*Instructions for the task*: In the answer, transcribe exactly the lines from the beginning of the material through the line holding "point: candle flame", and skip every picture.
Data for this task below:
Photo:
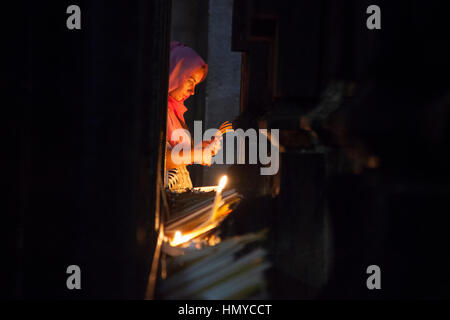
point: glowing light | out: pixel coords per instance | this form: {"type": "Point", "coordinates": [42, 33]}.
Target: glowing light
{"type": "Point", "coordinates": [222, 183]}
{"type": "Point", "coordinates": [179, 238]}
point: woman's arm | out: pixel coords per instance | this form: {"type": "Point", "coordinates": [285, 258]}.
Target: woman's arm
{"type": "Point", "coordinates": [205, 159]}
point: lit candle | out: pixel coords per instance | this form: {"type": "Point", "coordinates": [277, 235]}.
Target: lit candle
{"type": "Point", "coordinates": [217, 198]}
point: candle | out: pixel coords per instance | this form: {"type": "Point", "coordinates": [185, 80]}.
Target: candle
{"type": "Point", "coordinates": [217, 198]}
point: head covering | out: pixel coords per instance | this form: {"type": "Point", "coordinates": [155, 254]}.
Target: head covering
{"type": "Point", "coordinates": [183, 62]}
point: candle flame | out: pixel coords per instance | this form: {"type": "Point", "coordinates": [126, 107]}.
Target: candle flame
{"type": "Point", "coordinates": [179, 238]}
{"type": "Point", "coordinates": [222, 183]}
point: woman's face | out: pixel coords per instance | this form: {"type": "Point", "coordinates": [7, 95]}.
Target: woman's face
{"type": "Point", "coordinates": [187, 88]}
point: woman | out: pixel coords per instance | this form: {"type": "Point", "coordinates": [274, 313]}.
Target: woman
{"type": "Point", "coordinates": [187, 69]}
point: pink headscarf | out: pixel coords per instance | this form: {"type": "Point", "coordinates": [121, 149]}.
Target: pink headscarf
{"type": "Point", "coordinates": [183, 62]}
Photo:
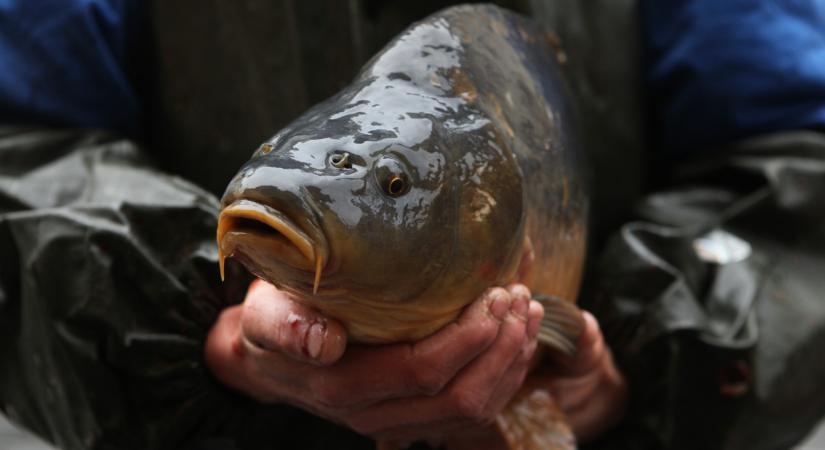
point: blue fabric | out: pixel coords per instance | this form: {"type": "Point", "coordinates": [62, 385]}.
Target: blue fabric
{"type": "Point", "coordinates": [722, 70]}
{"type": "Point", "coordinates": [67, 63]}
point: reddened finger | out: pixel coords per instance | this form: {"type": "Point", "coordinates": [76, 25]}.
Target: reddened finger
{"type": "Point", "coordinates": [366, 375]}
{"type": "Point", "coordinates": [272, 321]}
{"type": "Point", "coordinates": [467, 397]}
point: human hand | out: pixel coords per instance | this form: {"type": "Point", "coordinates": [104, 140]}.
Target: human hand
{"type": "Point", "coordinates": [275, 350]}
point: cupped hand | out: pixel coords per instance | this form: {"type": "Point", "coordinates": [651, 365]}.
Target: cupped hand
{"type": "Point", "coordinates": [275, 350]}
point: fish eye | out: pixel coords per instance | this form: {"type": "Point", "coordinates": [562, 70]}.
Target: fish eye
{"type": "Point", "coordinates": [391, 177]}
{"type": "Point", "coordinates": [395, 186]}
{"type": "Point", "coordinates": [340, 160]}
{"type": "Point", "coordinates": [266, 148]}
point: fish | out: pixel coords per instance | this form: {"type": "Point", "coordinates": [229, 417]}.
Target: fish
{"type": "Point", "coordinates": [449, 165]}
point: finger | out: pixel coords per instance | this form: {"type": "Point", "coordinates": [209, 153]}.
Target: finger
{"type": "Point", "coordinates": [423, 368]}
{"type": "Point", "coordinates": [466, 399]}
{"type": "Point", "coordinates": [272, 321]}
{"type": "Point", "coordinates": [220, 351]}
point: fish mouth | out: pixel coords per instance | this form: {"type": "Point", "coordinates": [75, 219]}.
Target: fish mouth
{"type": "Point", "coordinates": [252, 227]}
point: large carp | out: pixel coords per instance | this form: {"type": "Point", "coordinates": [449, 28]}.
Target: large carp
{"type": "Point", "coordinates": [448, 166]}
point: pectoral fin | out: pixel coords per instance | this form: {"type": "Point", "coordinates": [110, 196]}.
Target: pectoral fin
{"type": "Point", "coordinates": [533, 421]}
{"type": "Point", "coordinates": [561, 326]}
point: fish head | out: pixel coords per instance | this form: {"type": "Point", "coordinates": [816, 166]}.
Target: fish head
{"type": "Point", "coordinates": [327, 213]}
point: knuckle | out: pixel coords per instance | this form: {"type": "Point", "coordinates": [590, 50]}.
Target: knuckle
{"type": "Point", "coordinates": [428, 380]}
{"type": "Point", "coordinates": [364, 427]}
{"type": "Point", "coordinates": [329, 396]}
{"type": "Point", "coordinates": [472, 407]}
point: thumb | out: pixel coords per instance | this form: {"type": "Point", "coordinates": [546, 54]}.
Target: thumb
{"type": "Point", "coordinates": [273, 322]}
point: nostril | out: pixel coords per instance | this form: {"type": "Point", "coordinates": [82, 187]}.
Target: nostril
{"type": "Point", "coordinates": [340, 160]}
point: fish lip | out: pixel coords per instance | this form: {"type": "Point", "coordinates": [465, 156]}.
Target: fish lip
{"type": "Point", "coordinates": [313, 249]}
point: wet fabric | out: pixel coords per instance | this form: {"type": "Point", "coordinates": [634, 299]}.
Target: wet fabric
{"type": "Point", "coordinates": [719, 71]}
{"type": "Point", "coordinates": [68, 63]}
{"type": "Point", "coordinates": [712, 300]}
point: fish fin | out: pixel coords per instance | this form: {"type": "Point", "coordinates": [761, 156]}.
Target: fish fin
{"type": "Point", "coordinates": [561, 326]}
{"type": "Point", "coordinates": [533, 421]}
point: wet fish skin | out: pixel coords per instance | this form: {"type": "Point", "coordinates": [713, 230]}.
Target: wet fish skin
{"type": "Point", "coordinates": [468, 108]}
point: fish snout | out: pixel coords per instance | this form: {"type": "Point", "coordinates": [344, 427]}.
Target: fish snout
{"type": "Point", "coordinates": [262, 236]}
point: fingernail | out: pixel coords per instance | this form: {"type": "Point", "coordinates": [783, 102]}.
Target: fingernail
{"type": "Point", "coordinates": [535, 314]}
{"type": "Point", "coordinates": [315, 340]}
{"type": "Point", "coordinates": [499, 304]}
{"type": "Point", "coordinates": [519, 308]}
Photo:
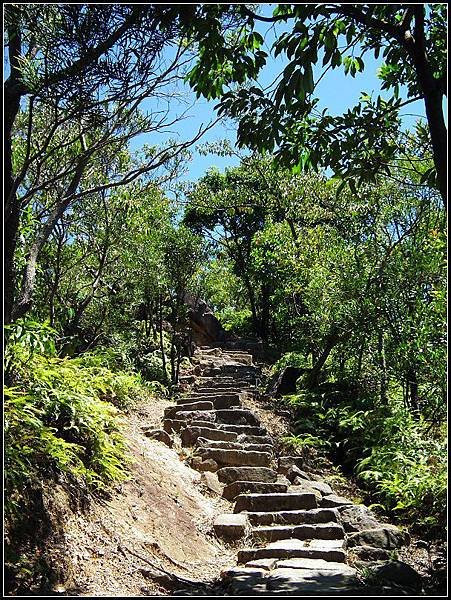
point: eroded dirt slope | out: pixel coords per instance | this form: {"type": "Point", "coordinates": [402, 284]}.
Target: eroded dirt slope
{"type": "Point", "coordinates": [161, 518]}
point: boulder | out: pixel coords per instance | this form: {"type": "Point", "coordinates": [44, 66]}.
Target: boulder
{"type": "Point", "coordinates": [399, 572]}
{"type": "Point", "coordinates": [384, 536]}
{"type": "Point", "coordinates": [160, 435]}
{"type": "Point", "coordinates": [357, 517]}
{"type": "Point", "coordinates": [274, 502]}
{"type": "Point", "coordinates": [206, 328]}
{"type": "Point", "coordinates": [301, 485]}
{"type": "Point", "coordinates": [286, 462]}
{"type": "Point", "coordinates": [236, 458]}
{"type": "Point", "coordinates": [190, 434]}
{"type": "Point", "coordinates": [207, 464]}
{"type": "Point", "coordinates": [285, 382]}
{"type": "Point", "coordinates": [368, 553]}
{"type": "Point", "coordinates": [294, 472]}
{"type": "Point", "coordinates": [232, 490]}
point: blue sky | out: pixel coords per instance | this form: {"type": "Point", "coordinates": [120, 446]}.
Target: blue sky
{"type": "Point", "coordinates": [336, 91]}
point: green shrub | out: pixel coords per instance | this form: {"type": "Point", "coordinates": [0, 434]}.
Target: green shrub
{"type": "Point", "coordinates": [398, 458]}
{"type": "Point", "coordinates": [238, 322]}
{"type": "Point", "coordinates": [62, 415]}
{"type": "Point", "coordinates": [291, 359]}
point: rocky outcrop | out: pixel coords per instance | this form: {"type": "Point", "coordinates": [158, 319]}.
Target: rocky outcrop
{"type": "Point", "coordinates": [301, 532]}
{"type": "Point", "coordinates": [206, 328]}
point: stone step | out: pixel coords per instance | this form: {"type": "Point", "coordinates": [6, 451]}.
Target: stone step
{"type": "Point", "coordinates": [188, 416]}
{"type": "Point", "coordinates": [176, 425]}
{"type": "Point", "coordinates": [226, 416]}
{"type": "Point", "coordinates": [274, 502]}
{"type": "Point", "coordinates": [319, 531]}
{"type": "Point", "coordinates": [220, 370]}
{"type": "Point", "coordinates": [171, 411]}
{"type": "Point", "coordinates": [314, 564]}
{"type": "Point", "coordinates": [296, 582]}
{"type": "Point", "coordinates": [230, 526]}
{"type": "Point", "coordinates": [255, 439]}
{"type": "Point", "coordinates": [215, 391]}
{"type": "Point", "coordinates": [329, 550]}
{"type": "Point", "coordinates": [228, 475]}
{"type": "Point", "coordinates": [235, 457]}
{"type": "Point", "coordinates": [234, 445]}
{"type": "Point", "coordinates": [219, 402]}
{"type": "Point", "coordinates": [200, 396]}
{"type": "Point", "coordinates": [232, 490]}
{"type": "Point", "coordinates": [190, 435]}
{"type": "Point", "coordinates": [243, 429]}
{"type": "Point", "coordinates": [293, 517]}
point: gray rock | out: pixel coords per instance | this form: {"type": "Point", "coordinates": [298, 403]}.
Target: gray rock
{"type": "Point", "coordinates": [387, 537]}
{"type": "Point", "coordinates": [230, 526]}
{"type": "Point", "coordinates": [236, 458]}
{"type": "Point", "coordinates": [171, 411]}
{"type": "Point", "coordinates": [230, 474]}
{"type": "Point", "coordinates": [302, 485]}
{"type": "Point", "coordinates": [357, 518]}
{"type": "Point", "coordinates": [210, 480]}
{"type": "Point", "coordinates": [368, 553]}
{"type": "Point", "coordinates": [274, 502]}
{"type": "Point", "coordinates": [294, 472]}
{"type": "Point", "coordinates": [286, 462]}
{"type": "Point", "coordinates": [236, 488]}
{"type": "Point", "coordinates": [160, 435]}
{"type": "Point", "coordinates": [190, 434]}
{"type": "Point", "coordinates": [207, 464]}
{"type": "Point", "coordinates": [400, 573]}
{"type": "Point", "coordinates": [334, 501]}
{"type": "Point", "coordinates": [236, 416]}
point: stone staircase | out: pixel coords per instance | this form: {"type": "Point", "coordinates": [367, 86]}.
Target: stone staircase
{"type": "Point", "coordinates": [294, 539]}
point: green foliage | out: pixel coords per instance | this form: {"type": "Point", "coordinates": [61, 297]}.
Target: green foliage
{"type": "Point", "coordinates": [62, 416]}
{"type": "Point", "coordinates": [304, 441]}
{"type": "Point", "coordinates": [283, 119]}
{"type": "Point", "coordinates": [291, 359]}
{"type": "Point", "coordinates": [238, 322]}
{"type": "Point", "coordinates": [399, 459]}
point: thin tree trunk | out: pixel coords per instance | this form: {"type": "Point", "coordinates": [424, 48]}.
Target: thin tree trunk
{"type": "Point", "coordinates": [332, 340]}
{"type": "Point", "coordinates": [382, 367]}
{"type": "Point", "coordinates": [433, 96]}
{"type": "Point", "coordinates": [13, 91]}
{"type": "Point", "coordinates": [160, 327]}
{"type": "Point", "coordinates": [24, 302]}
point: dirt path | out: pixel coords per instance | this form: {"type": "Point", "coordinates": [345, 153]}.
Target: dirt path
{"type": "Point", "coordinates": [160, 519]}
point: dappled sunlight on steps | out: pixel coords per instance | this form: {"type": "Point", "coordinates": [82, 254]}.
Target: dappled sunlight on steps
{"type": "Point", "coordinates": [290, 528]}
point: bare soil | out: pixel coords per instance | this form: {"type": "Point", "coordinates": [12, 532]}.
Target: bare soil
{"type": "Point", "coordinates": [154, 533]}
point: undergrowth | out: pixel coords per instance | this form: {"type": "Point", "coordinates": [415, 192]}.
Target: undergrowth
{"type": "Point", "coordinates": [63, 416]}
{"type": "Point", "coordinates": [397, 457]}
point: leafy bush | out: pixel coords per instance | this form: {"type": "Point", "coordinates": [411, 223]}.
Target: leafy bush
{"type": "Point", "coordinates": [291, 359]}
{"type": "Point", "coordinates": [236, 321]}
{"type": "Point", "coordinates": [398, 458]}
{"type": "Point", "coordinates": [62, 415]}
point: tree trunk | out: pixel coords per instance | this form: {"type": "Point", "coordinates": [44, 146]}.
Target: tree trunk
{"type": "Point", "coordinates": [160, 328]}
{"type": "Point", "coordinates": [332, 340]}
{"type": "Point", "coordinates": [13, 92]}
{"type": "Point", "coordinates": [382, 368]}
{"type": "Point", "coordinates": [24, 302]}
{"type": "Point", "coordinates": [432, 90]}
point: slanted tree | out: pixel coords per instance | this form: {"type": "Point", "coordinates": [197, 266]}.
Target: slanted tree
{"type": "Point", "coordinates": [77, 77]}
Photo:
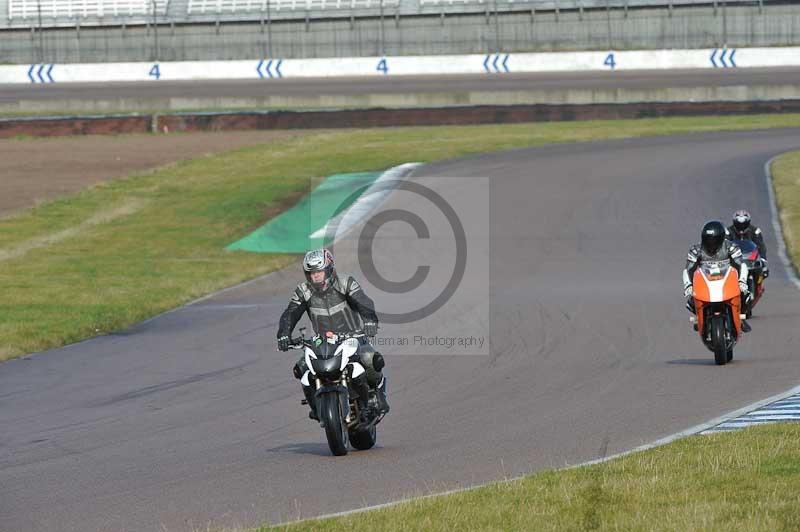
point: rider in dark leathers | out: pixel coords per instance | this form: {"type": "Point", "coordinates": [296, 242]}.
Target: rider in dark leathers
{"type": "Point", "coordinates": [333, 304]}
{"type": "Point", "coordinates": [743, 229]}
{"type": "Point", "coordinates": [715, 247]}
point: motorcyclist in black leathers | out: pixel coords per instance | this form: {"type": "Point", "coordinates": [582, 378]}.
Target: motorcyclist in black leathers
{"type": "Point", "coordinates": [715, 247]}
{"type": "Point", "coordinates": [743, 229]}
{"type": "Point", "coordinates": [333, 304]}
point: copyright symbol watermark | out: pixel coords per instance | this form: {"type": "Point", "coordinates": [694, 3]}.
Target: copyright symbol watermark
{"type": "Point", "coordinates": [368, 236]}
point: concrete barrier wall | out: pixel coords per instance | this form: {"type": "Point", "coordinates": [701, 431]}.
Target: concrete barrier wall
{"type": "Point", "coordinates": [520, 31]}
{"type": "Point", "coordinates": [489, 64]}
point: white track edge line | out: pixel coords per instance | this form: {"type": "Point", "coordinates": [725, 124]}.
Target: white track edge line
{"type": "Point", "coordinates": [407, 169]}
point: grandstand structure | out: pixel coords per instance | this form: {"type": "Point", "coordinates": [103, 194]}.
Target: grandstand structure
{"type": "Point", "coordinates": [39, 31]}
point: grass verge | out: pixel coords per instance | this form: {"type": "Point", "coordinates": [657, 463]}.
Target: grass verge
{"type": "Point", "coordinates": [786, 181]}
{"type": "Point", "coordinates": [120, 252]}
{"type": "Point", "coordinates": [747, 480]}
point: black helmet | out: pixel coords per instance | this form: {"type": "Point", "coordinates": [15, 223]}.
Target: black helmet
{"type": "Point", "coordinates": [741, 221]}
{"type": "Point", "coordinates": [712, 237]}
{"type": "Point", "coordinates": [319, 260]}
End of Data for this task.
*Solution*:
Photo:
point: glowing light | out: pixel coords per instance | this form: {"type": "Point", "coordinates": [42, 33]}.
Target: glowing light
{"type": "Point", "coordinates": [222, 183]}
{"type": "Point", "coordinates": [179, 238]}
point: woman's arm | out: pixel coords per instance | this form: {"type": "Point", "coordinates": [285, 258]}.
Target: woman's arm
{"type": "Point", "coordinates": [205, 159]}
point: lit candle | out: pixel coords per instance | this form: {"type": "Point", "coordinates": [277, 235]}.
Target: lit candle
{"type": "Point", "coordinates": [217, 198]}
point: candle | out: pixel coords per instance | this form: {"type": "Point", "coordinates": [185, 80]}.
Target: candle
{"type": "Point", "coordinates": [217, 198]}
point: head covering | out: pixel coords per instance | this form: {"type": "Point", "coordinates": [155, 254]}.
Target: head covering
{"type": "Point", "coordinates": [183, 62]}
point: candle flame | out: pixel coords per instance | this form: {"type": "Point", "coordinates": [126, 107]}.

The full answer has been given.